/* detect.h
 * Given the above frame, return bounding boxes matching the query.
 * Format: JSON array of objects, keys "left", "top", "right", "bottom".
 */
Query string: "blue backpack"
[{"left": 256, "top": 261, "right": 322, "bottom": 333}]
____
- The exercise: Count the lines in the data above that contain the string "right", matching case exactly, and reply with the number alone.

- Task response: 2